Friday, April 4, 2014

Business Regulation in America - The Wages of Sin



To encourage business, America needs to cut red tape. 


Worldwide, the United States is known as the home of laissez-faire. But at the home front the country is being suffocated by excessive and badly-written laws. The list of business regulations in America is endless:  Dodd-Frank law of 2010, Sarbanes-Oxley Act, Clean Air Act and Patient Protection and Affordable Care Act (otherwise known as Obamacare), among others (Gattuso & Katz, 2013).


The problem here is that, while the rules may sound reasonable on their own, they do impose huge burden collectively on American businesses. Ideally, unlike the Europeans whose lives have long been circumscribed by meddling governments and politicians from Brussels, America is meant to be the home of laissez-faire where people are free to make their own choices, whether those choices are good or bad.  From ever indication, America appeared to have strayed from this ideal within the last decade (The Economist, 2012).
For instance, the aim of the Dodd-Frank law of 2010 is to prevent another financial crisis – a noble goal. While the strategy for implementing this law is simple, it contain 848 pages (covering such issues as improving transparency, stopping banks from taking excessive risks, and putting an end to “too big to fail” syndrome by authorizing regulators to seize any big, tottering financial firm and wind it down) and hence is about 23 times longer than the  Glass-Steagall , the reform that followed the Wall Street Crash of 1929. This makes it too  complex  to understand and explained why those few people who have read it struggle to make sense of it. Consider the “Volker rule”, which is one bit of it that is aimed at curbing risky proprietary trading by banks. Its 383 questions that breakdown into  an additional 1420 sub-questions means that the financial firms in America  struggle to comply with a law that is partly unintelligible and partly cumbersome(Public Law, n.d.; Markovich, 2013).

**AVAILABLE DATA:**
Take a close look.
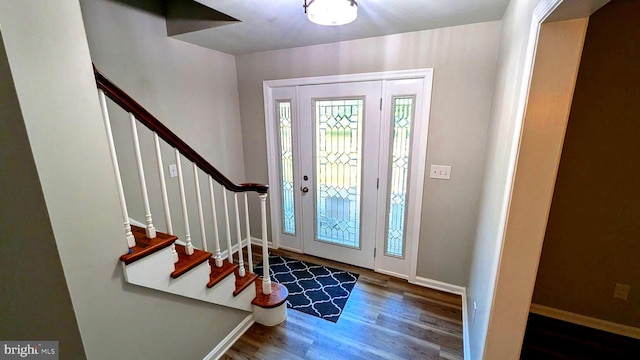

**WORK ORDER 1:**
Using the business regulation article, list every law named in the paragraph that begins "Worldwide, the United States is known".
**WORK ORDER 2:**
According to the business regulation article, how many pages does the Dodd-Frank law of 2010 contain?
**WORK ORDER 3:**
Please condense the paragraph of the business regulation article that opens with "The problem here is that" while keeping its main facts.

**EXERCISE RESPONSE 1:**
- Dodd-Frank law of 2010
- Sarbanes-Oxley Act
- Clean Air Act
- Patient Protection and Affordable Care Act (Obamacare)

**EXERCISE RESPONSE 2:**
848 pages.

**EXERCISE RESPONSE 3:**
The rules may each seem reasonable, but together they place a huge burden on American businesses. Unlike Europeans, whose lives have long been limited by meddling governments and politicians from Brussels, Americans are meant to live under laissez-faire and make their own choices, good or bad. Within the last decade, however, America appears to have strayed from this ideal.